# Wyndham resorts "nightly stays" with RCI Points not really working for us



## rickandcindy23 (Sep 26, 2009)

I wanted to get Shearwater through "nightly stays" in Wyndham points.  I called Wyndham and told them I am an RCI Points member and can see full weeks for various dates in RCI points, and I understand I can get those through nightly stays, with a deposit of a 2 bedroom red deposit.  

They said, "No, because this is a Wyndham resort."  Okay, so I don't get it.  I am blocked from those because it's a Wyn resort, even though there are NO weeks in Wyndham's system for Shearwater anytime in the next few months.  Not many people who own at Shearwater have even converted their weeks to points, so inventory isn't going to be there for years, if ever.  

Has anyone gotten a different answer from Wyndham?  I would like to do this but have no leverage with the guides at RCI, nor with the people at Wyndham.  I just need a person to say they were able to do it this way.


----------



## Sandy VDH (Sep 26, 2009)

OK I just want to get clarification.

Extracted entries:

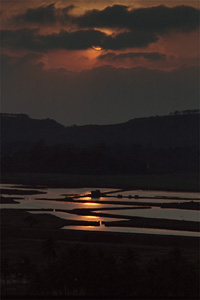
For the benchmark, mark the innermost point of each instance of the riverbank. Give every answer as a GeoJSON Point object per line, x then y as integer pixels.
{"type": "Point", "coordinates": [169, 182]}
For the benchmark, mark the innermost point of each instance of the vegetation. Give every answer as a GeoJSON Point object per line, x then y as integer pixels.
{"type": "Point", "coordinates": [91, 272]}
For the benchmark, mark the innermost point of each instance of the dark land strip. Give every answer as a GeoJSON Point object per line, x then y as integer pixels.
{"type": "Point", "coordinates": [166, 182]}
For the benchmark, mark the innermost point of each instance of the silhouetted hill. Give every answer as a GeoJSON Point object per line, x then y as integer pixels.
{"type": "Point", "coordinates": [159, 131]}
{"type": "Point", "coordinates": [168, 144]}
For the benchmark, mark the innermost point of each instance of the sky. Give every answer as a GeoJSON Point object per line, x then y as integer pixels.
{"type": "Point", "coordinates": [99, 62]}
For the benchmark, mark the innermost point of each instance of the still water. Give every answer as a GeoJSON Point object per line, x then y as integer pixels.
{"type": "Point", "coordinates": [31, 202]}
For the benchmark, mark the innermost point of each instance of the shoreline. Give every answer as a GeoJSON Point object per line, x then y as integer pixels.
{"type": "Point", "coordinates": [160, 182]}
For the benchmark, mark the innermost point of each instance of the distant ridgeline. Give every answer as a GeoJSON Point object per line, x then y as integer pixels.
{"type": "Point", "coordinates": [157, 145]}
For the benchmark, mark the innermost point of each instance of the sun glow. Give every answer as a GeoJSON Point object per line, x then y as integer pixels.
{"type": "Point", "coordinates": [97, 48]}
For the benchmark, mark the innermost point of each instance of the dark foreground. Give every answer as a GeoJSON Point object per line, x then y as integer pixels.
{"type": "Point", "coordinates": [47, 262]}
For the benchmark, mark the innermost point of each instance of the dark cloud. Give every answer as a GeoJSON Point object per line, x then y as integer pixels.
{"type": "Point", "coordinates": [159, 19]}
{"type": "Point", "coordinates": [45, 15]}
{"type": "Point", "coordinates": [129, 40]}
{"type": "Point", "coordinates": [111, 56]}
{"type": "Point", "coordinates": [21, 39]}
{"type": "Point", "coordinates": [102, 95]}
{"type": "Point", "coordinates": [30, 39]}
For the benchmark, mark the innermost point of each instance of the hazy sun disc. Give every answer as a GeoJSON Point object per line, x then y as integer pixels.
{"type": "Point", "coordinates": [97, 48]}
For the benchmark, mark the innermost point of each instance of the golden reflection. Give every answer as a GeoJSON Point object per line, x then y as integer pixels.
{"type": "Point", "coordinates": [91, 203]}
{"type": "Point", "coordinates": [92, 217]}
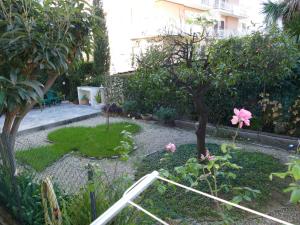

Tasks:
1 - Using the Wyndham nightly stays thread, answer these:
(a) Which resort did rickandcindy23 want to book through nightly stays?
(b) What reason did Wyndham give for refusing the request?
(c) Who posted the reply, and on what date?
2 - Can you carry on the Wyndham nightly stays thread from the last line of the Sandy VDH post?

Answers for this exercise:
1 -
(a) Shearwater.
(b) "No, because this is a Wyndham resort."
(c) Sandy VDH, on Sep 26, 2009.

2 -
Are you trying to book a full week?  Then you should be able to find it in weekly inventory.  I would guess that there is a Wyndham restriction, because if you look at the list on page 315, then there are no Wyndhams listed on the RCI Nightly stays page.

However, If you are trying to just get a few nights, not a full week, then you might have an issue because the inventory might be in weeks and not in points. I don't believe they will move the inventory over and break it up into individual nights.

Why don't you try with your HGVC account if there is a block via Wyndham?


----------



## rickandcindy23 (Sep 26, 2009)

Sandy Lovell said:


> OK I just want to get clarification.
> 
> Are you trying to book a full week?  Then you should be able to find it in weekly inventory.  IK do not think that there is a Wyndham restriction.
> 
> However, If you are trying to just get a few nights, not a full week, then you might have an issue because the inventory might be in weeks and not in points. I don't believe they will move the inventory over and break it up into individual nights.



Sandy, I was trying to get a full week from RCI points through a Wyndham deposit.  I was hoping to get inventory from RCI that way.  There isn't much in weeks for Shearwater, but there is almost always something ten months out in points, so I wanted to go that route.


----------



## Caius (Sep 26, 2009)

R&C - 

I think RCI points and RCI weeks are different entities, or at least are separated in some fashion.  All Wyndham-RCI accounts are RCI weeks, as far as I know, Wyndham deposits cannot be used for RCI points inventory.


----------



## rickandcindy23 (Sep 26, 2009)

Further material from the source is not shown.